BEGIN RECORDS PROVIDED
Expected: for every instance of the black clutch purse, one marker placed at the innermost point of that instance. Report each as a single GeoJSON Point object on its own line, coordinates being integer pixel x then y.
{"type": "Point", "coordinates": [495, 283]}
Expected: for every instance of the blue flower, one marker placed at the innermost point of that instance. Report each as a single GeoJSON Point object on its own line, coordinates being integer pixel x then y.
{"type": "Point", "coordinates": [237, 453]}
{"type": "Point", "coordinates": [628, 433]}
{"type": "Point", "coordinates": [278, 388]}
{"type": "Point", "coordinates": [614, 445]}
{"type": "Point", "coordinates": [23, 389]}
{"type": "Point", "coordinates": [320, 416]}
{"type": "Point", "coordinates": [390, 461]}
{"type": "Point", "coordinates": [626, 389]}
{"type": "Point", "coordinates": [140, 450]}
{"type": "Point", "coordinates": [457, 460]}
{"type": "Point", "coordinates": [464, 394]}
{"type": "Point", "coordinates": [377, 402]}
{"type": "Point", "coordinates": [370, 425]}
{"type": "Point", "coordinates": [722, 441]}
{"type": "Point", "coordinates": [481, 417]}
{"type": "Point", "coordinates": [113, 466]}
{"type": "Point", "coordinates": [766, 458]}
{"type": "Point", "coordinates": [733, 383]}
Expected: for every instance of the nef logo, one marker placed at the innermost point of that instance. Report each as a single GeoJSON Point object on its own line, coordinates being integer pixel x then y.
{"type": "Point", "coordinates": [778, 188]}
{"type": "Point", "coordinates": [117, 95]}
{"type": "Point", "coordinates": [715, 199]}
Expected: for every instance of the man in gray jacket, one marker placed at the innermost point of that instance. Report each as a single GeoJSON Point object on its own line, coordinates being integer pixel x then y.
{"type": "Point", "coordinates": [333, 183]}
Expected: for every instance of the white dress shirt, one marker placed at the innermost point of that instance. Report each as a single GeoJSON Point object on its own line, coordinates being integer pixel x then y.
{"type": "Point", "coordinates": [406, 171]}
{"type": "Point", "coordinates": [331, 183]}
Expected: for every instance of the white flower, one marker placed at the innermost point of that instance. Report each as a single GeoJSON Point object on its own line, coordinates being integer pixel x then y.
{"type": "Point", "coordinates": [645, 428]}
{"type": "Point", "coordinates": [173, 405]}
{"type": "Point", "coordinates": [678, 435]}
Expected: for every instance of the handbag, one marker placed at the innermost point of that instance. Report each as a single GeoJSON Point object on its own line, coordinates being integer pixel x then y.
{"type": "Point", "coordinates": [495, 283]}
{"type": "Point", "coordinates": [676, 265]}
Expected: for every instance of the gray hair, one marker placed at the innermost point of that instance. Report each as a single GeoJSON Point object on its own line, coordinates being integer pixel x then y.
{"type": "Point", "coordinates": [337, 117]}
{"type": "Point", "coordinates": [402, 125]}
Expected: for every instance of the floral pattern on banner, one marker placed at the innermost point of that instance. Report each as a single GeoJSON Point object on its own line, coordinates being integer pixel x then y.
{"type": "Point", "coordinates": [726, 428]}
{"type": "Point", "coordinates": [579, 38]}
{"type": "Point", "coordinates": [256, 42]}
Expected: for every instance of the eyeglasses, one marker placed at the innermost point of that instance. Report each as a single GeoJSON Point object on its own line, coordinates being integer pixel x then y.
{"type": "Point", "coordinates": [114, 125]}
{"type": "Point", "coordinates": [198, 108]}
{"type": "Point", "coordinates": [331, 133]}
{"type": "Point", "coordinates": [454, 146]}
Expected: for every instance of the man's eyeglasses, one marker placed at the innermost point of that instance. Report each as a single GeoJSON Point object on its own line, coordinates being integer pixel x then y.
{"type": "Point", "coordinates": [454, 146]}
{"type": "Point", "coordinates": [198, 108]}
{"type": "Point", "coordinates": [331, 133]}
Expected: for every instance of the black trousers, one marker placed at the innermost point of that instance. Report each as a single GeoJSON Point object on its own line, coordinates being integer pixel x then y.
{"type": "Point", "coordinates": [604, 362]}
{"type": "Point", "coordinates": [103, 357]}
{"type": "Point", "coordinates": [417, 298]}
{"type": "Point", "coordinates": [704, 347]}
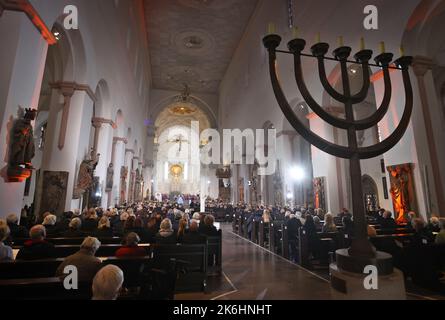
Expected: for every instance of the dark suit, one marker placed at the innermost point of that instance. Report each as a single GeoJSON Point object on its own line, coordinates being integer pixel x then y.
{"type": "Point", "coordinates": [36, 250]}
{"type": "Point", "coordinates": [193, 237]}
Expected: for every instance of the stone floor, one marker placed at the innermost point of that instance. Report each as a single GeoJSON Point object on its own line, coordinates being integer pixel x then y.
{"type": "Point", "coordinates": [253, 273]}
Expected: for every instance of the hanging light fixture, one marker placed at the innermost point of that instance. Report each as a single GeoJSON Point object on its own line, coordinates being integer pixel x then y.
{"type": "Point", "coordinates": [183, 104]}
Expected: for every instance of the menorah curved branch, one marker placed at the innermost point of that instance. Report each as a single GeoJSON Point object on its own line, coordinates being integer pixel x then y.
{"type": "Point", "coordinates": [355, 99]}
{"type": "Point", "coordinates": [361, 251]}
{"type": "Point", "coordinates": [387, 144]}
{"type": "Point", "coordinates": [320, 143]}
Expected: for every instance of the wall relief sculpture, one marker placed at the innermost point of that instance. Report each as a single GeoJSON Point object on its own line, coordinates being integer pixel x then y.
{"type": "Point", "coordinates": [402, 190]}
{"type": "Point", "coordinates": [123, 185]}
{"type": "Point", "coordinates": [320, 193]}
{"type": "Point", "coordinates": [21, 149]}
{"type": "Point", "coordinates": [85, 178]}
{"type": "Point", "coordinates": [54, 192]}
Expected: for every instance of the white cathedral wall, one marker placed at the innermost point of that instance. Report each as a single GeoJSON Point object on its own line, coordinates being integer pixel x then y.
{"type": "Point", "coordinates": [408, 149]}
{"type": "Point", "coordinates": [21, 89]}
{"type": "Point", "coordinates": [246, 96]}
{"type": "Point", "coordinates": [104, 45]}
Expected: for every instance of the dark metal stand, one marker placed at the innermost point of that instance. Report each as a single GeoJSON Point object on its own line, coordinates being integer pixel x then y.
{"type": "Point", "coordinates": [362, 252]}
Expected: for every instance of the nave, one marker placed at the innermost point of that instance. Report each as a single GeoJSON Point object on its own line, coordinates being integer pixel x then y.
{"type": "Point", "coordinates": [251, 272]}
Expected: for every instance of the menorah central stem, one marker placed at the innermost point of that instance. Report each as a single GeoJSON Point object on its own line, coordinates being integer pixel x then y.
{"type": "Point", "coordinates": [361, 246]}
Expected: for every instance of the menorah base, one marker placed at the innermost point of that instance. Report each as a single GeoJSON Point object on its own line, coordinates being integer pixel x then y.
{"type": "Point", "coordinates": [357, 264]}
{"type": "Point", "coordinates": [353, 286]}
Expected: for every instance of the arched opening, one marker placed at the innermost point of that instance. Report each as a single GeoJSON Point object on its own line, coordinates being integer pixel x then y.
{"type": "Point", "coordinates": [175, 171]}
{"type": "Point", "coordinates": [370, 194]}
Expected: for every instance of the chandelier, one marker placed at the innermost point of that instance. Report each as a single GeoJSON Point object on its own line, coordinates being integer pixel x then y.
{"type": "Point", "coordinates": [183, 104]}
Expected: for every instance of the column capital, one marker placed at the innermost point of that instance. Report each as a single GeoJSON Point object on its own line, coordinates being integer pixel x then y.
{"type": "Point", "coordinates": [330, 109]}
{"type": "Point", "coordinates": [421, 65]}
{"type": "Point", "coordinates": [68, 88]}
{"type": "Point", "coordinates": [120, 139]}
{"type": "Point", "coordinates": [97, 122]}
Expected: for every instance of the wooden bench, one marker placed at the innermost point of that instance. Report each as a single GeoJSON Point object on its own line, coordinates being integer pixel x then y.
{"type": "Point", "coordinates": [106, 250]}
{"type": "Point", "coordinates": [21, 269]}
{"type": "Point", "coordinates": [50, 288]}
{"type": "Point", "coordinates": [195, 262]}
{"type": "Point", "coordinates": [214, 247]}
{"type": "Point", "coordinates": [69, 241]}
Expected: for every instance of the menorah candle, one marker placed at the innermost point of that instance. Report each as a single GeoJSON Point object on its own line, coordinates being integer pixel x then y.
{"type": "Point", "coordinates": [295, 32]}
{"type": "Point", "coordinates": [362, 43]}
{"type": "Point", "coordinates": [340, 41]}
{"type": "Point", "coordinates": [382, 47]}
{"type": "Point", "coordinates": [271, 28]}
{"type": "Point", "coordinates": [402, 51]}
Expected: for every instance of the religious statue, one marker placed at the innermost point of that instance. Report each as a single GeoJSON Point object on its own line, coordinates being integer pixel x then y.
{"type": "Point", "coordinates": [110, 174]}
{"type": "Point", "coordinates": [138, 186]}
{"type": "Point", "coordinates": [241, 190]}
{"type": "Point", "coordinates": [123, 184]}
{"type": "Point", "coordinates": [278, 186]}
{"type": "Point", "coordinates": [86, 175]}
{"type": "Point", "coordinates": [319, 193]}
{"type": "Point", "coordinates": [21, 147]}
{"type": "Point", "coordinates": [402, 191]}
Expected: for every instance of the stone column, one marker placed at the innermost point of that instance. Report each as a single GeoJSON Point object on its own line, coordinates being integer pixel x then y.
{"type": "Point", "coordinates": [421, 65]}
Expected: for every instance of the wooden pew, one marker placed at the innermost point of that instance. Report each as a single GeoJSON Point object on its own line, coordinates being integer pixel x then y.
{"type": "Point", "coordinates": [195, 262]}
{"type": "Point", "coordinates": [214, 247]}
{"type": "Point", "coordinates": [275, 235]}
{"type": "Point", "coordinates": [69, 241]}
{"type": "Point", "coordinates": [285, 242]}
{"type": "Point", "coordinates": [254, 234]}
{"type": "Point", "coordinates": [42, 289]}
{"type": "Point", "coordinates": [106, 250]}
{"type": "Point", "coordinates": [29, 269]}
{"type": "Point", "coordinates": [261, 233]}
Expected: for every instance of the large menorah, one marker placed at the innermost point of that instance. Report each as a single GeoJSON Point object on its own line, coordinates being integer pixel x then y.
{"type": "Point", "coordinates": [361, 248]}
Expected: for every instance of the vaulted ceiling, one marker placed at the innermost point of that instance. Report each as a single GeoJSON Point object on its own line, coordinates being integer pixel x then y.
{"type": "Point", "coordinates": [192, 41]}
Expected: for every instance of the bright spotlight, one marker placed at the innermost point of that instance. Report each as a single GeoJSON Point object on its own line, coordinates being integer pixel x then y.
{"type": "Point", "coordinates": [297, 173]}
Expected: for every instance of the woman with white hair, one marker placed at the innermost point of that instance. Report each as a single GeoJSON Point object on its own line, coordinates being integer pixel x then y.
END RECORDS PROVIDED
## WORK ORDER
Output only the lines from the one holding "Expected: for every instance of the wooden pew, one" through the last line above, exactly as they appear.

## EXERCISE SOLUTION
Expected: for every instance of the wooden pew, one marker placed at the innermost point of that instance. Report each as a single GeoJSON Point object on its own line, coordinates being integer pixel x then y.
{"type": "Point", "coordinates": [195, 262]}
{"type": "Point", "coordinates": [214, 247]}
{"type": "Point", "coordinates": [275, 235]}
{"type": "Point", "coordinates": [69, 241]}
{"type": "Point", "coordinates": [285, 242]}
{"type": "Point", "coordinates": [254, 234]}
{"type": "Point", "coordinates": [42, 289]}
{"type": "Point", "coordinates": [106, 250]}
{"type": "Point", "coordinates": [29, 269]}
{"type": "Point", "coordinates": [261, 233]}
Expected: for every instance of the large menorah, one marker placed at the innermost point of that instance. Report each as a single GeoJSON Point object on its own line, coordinates being integer pixel x then y.
{"type": "Point", "coordinates": [361, 248]}
Expected: for every instance of the vaulted ceiling, one marker placed at the innermost point of that instance. Report each as a single GeoJSON Point object on its own line, coordinates being integer pixel x then y.
{"type": "Point", "coordinates": [192, 41]}
Expected: for every instance of the bright spotlight, one marker placed at the innermost point of that instance. Report each as a single GeoJSON Point object on its own line, coordinates being integer pixel x then y.
{"type": "Point", "coordinates": [297, 173]}
Expected: for every instance of the woman with white hair, one marker placed at the innermost point of that instance. Report each as a single GeoJSON Point object on its own line, coordinates being integer pixel x then y.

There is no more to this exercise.